■ **Work request**
Of the lines listed below, return exactly those that run from the line containing "Sample: <point>97,174</point>" through the line containing "Where can the lips", both included.

■ **Listed records**
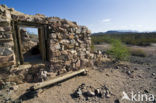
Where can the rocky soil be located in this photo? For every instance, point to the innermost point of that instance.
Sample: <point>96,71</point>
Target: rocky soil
<point>103,84</point>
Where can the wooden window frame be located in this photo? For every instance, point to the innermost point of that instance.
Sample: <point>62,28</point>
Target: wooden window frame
<point>42,33</point>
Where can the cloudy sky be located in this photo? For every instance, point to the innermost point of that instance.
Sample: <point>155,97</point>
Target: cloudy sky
<point>98,15</point>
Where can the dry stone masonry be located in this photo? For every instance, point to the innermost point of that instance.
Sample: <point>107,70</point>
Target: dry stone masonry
<point>65,45</point>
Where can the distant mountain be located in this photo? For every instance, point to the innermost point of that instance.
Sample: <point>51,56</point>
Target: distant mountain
<point>120,32</point>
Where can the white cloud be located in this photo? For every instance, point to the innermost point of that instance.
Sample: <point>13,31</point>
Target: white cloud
<point>106,20</point>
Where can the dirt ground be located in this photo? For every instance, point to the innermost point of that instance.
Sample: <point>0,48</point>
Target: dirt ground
<point>127,77</point>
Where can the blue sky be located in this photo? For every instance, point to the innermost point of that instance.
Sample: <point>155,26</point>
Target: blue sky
<point>97,15</point>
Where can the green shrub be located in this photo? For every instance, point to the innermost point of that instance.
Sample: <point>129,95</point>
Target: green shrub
<point>92,46</point>
<point>138,52</point>
<point>118,50</point>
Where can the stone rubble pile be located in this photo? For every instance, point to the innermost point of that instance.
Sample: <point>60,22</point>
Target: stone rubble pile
<point>88,92</point>
<point>68,44</point>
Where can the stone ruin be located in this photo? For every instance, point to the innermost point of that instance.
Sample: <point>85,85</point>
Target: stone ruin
<point>63,45</point>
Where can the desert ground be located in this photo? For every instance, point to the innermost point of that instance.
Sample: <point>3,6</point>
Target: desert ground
<point>138,76</point>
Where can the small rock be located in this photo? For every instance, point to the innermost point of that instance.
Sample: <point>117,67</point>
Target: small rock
<point>79,92</point>
<point>90,93</point>
<point>117,101</point>
<point>129,72</point>
<point>153,74</point>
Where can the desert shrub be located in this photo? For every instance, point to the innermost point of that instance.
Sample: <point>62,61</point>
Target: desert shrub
<point>138,52</point>
<point>118,50</point>
<point>140,39</point>
<point>92,46</point>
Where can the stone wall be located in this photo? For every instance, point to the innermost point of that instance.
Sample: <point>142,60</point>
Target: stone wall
<point>7,57</point>
<point>68,43</point>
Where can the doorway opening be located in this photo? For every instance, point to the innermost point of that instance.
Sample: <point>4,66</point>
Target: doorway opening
<point>30,46</point>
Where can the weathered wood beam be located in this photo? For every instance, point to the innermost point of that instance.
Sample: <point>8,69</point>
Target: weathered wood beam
<point>58,79</point>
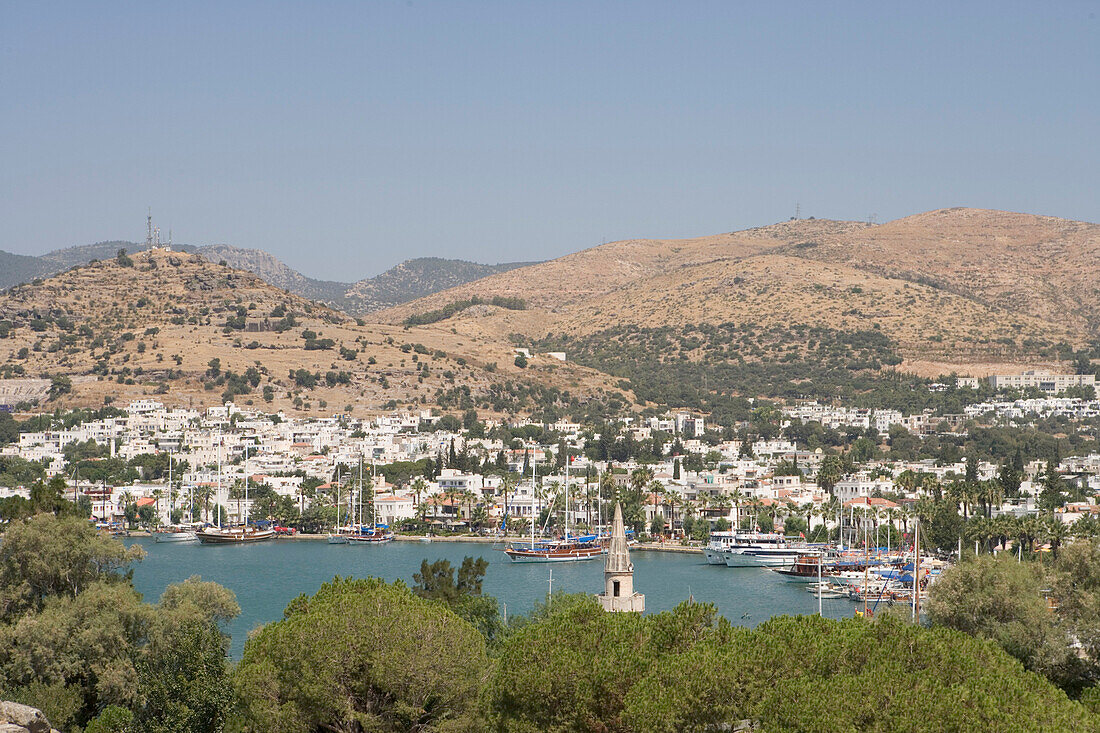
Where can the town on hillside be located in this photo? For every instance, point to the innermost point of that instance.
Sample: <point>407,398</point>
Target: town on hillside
<point>807,470</point>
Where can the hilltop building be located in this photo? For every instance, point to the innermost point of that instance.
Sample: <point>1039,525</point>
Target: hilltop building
<point>618,572</point>
<point>1045,381</point>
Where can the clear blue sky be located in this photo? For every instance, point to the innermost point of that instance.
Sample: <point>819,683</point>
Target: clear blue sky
<point>347,137</point>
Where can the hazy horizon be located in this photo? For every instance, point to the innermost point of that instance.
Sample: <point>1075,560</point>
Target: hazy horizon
<point>345,138</point>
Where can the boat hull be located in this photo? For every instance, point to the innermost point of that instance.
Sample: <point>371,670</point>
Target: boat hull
<point>231,537</point>
<point>370,540</point>
<point>518,555</point>
<point>175,537</point>
<point>715,556</point>
<point>767,559</point>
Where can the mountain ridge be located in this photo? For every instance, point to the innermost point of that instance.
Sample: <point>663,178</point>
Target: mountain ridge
<point>408,280</point>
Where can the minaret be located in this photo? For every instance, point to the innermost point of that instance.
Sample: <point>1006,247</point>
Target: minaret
<point>618,572</point>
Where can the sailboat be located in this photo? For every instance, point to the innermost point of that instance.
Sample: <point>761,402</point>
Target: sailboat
<point>174,533</point>
<point>567,549</point>
<point>337,537</point>
<point>375,534</point>
<point>240,534</point>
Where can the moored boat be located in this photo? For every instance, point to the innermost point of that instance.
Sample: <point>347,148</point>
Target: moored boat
<point>233,535</point>
<point>175,534</point>
<point>554,550</point>
<point>375,535</point>
<point>760,549</point>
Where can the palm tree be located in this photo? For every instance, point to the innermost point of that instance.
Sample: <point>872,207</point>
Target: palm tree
<point>980,529</point>
<point>418,487</point>
<point>507,484</point>
<point>1056,533</point>
<point>736,495</point>
<point>204,494</point>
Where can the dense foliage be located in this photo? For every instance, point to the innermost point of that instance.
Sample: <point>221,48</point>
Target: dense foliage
<point>1045,615</point>
<point>362,655</point>
<point>77,642</point>
<point>578,668</point>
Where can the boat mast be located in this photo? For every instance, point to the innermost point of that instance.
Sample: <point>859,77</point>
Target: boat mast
<point>218,499</point>
<point>245,485</point>
<point>567,491</point>
<point>169,487</point>
<point>916,562</point>
<point>535,516</point>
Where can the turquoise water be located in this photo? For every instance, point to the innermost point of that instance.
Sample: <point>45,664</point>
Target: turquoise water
<point>266,576</point>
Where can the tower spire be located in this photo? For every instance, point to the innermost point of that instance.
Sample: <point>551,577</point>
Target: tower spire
<point>618,572</point>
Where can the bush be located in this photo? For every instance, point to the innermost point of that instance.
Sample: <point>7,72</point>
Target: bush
<point>361,655</point>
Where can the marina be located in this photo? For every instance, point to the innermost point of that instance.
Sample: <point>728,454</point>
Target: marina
<point>266,576</point>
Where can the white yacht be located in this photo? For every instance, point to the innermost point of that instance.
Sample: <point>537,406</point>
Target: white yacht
<point>715,549</point>
<point>760,549</point>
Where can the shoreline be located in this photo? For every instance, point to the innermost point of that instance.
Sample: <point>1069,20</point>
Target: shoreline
<point>648,547</point>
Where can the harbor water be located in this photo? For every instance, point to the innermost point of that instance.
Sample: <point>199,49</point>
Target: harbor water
<point>266,576</point>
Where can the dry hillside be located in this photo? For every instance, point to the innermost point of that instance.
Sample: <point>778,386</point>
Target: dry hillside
<point>153,328</point>
<point>958,285</point>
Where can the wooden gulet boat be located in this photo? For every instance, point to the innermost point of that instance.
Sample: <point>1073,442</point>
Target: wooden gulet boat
<point>234,535</point>
<point>568,549</point>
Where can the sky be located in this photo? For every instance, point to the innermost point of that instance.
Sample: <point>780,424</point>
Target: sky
<point>347,137</point>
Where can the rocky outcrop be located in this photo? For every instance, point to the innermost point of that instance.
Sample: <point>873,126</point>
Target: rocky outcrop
<point>22,719</point>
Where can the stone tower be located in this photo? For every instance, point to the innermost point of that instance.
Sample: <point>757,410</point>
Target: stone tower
<point>618,572</point>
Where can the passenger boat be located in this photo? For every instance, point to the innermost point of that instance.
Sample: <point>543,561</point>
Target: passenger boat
<point>760,549</point>
<point>233,535</point>
<point>556,550</point>
<point>374,535</point>
<point>175,534</point>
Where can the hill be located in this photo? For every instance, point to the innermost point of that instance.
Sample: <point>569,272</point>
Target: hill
<point>805,308</point>
<point>416,279</point>
<point>189,331</point>
<point>407,281</point>
<point>17,269</point>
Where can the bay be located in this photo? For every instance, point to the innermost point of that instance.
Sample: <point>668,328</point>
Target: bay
<point>266,576</point>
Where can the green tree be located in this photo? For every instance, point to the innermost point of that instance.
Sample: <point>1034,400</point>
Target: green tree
<point>184,680</point>
<point>1000,600</point>
<point>47,556</point>
<point>361,655</point>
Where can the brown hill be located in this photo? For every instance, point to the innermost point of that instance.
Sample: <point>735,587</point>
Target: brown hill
<point>953,284</point>
<point>153,328</point>
<point>1043,266</point>
<point>559,284</point>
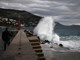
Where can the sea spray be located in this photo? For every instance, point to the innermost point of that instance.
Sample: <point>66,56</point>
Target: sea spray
<point>45,29</point>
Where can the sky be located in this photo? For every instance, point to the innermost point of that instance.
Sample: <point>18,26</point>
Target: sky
<point>66,11</point>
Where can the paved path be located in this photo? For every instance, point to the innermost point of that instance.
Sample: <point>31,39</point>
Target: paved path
<point>20,49</point>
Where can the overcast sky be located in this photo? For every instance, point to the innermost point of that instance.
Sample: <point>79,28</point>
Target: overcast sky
<point>67,11</point>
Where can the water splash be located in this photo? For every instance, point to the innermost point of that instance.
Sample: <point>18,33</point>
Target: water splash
<point>45,29</point>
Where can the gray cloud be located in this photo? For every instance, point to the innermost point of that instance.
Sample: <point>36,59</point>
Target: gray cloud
<point>68,11</point>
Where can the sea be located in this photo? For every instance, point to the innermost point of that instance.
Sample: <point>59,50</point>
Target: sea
<point>71,42</point>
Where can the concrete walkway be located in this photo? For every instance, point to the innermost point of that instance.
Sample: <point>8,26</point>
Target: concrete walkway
<point>20,49</point>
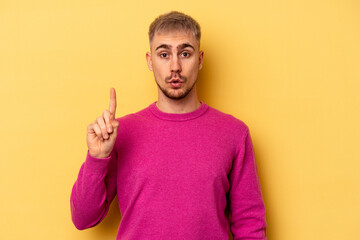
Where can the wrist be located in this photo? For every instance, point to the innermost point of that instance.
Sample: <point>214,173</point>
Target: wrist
<point>99,155</point>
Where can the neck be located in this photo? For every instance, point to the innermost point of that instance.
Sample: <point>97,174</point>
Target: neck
<point>188,104</point>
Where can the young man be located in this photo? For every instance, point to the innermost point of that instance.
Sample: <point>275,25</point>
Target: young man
<point>178,166</point>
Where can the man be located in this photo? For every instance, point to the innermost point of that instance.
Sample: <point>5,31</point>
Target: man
<point>178,165</point>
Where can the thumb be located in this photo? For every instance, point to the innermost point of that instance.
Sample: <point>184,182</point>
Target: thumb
<point>115,125</point>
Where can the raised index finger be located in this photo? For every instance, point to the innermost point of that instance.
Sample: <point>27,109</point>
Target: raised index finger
<point>112,108</point>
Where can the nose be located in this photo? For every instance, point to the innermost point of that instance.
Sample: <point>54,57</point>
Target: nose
<point>175,64</point>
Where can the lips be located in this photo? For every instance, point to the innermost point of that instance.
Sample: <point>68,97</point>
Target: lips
<point>175,81</point>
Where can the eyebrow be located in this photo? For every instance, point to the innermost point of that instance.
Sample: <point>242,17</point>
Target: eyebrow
<point>182,46</point>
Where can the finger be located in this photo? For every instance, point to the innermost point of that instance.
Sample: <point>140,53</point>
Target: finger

■ **Answer to this exercise**
Sample: <point>97,174</point>
Target: neck
<point>188,104</point>
Where can the young man be located in this photo? For every instance, point to the innermost point of that instance.
Sample: <point>275,25</point>
Target: young man
<point>178,166</point>
Where can the man be located in this photo? For every instance, point to the innermost point of that instance.
Sample: <point>5,31</point>
Target: man
<point>178,165</point>
Where can the thumb be located in this photo? For every instance, point to the innermost point of that instance.
Sample: <point>184,182</point>
Target: thumb
<point>115,125</point>
Where can the raised index finger be located in this photo? For every instance, point to the innermost point of that instance.
Sample: <point>27,109</point>
Target: raised index finger
<point>112,108</point>
Where can the nose be located in this photo? For every instance, point to the innermost point of that instance.
Sample: <point>54,57</point>
Target: nose
<point>175,64</point>
Where can the lips be located in this photo? For every instance, point to the innermost point of that instance.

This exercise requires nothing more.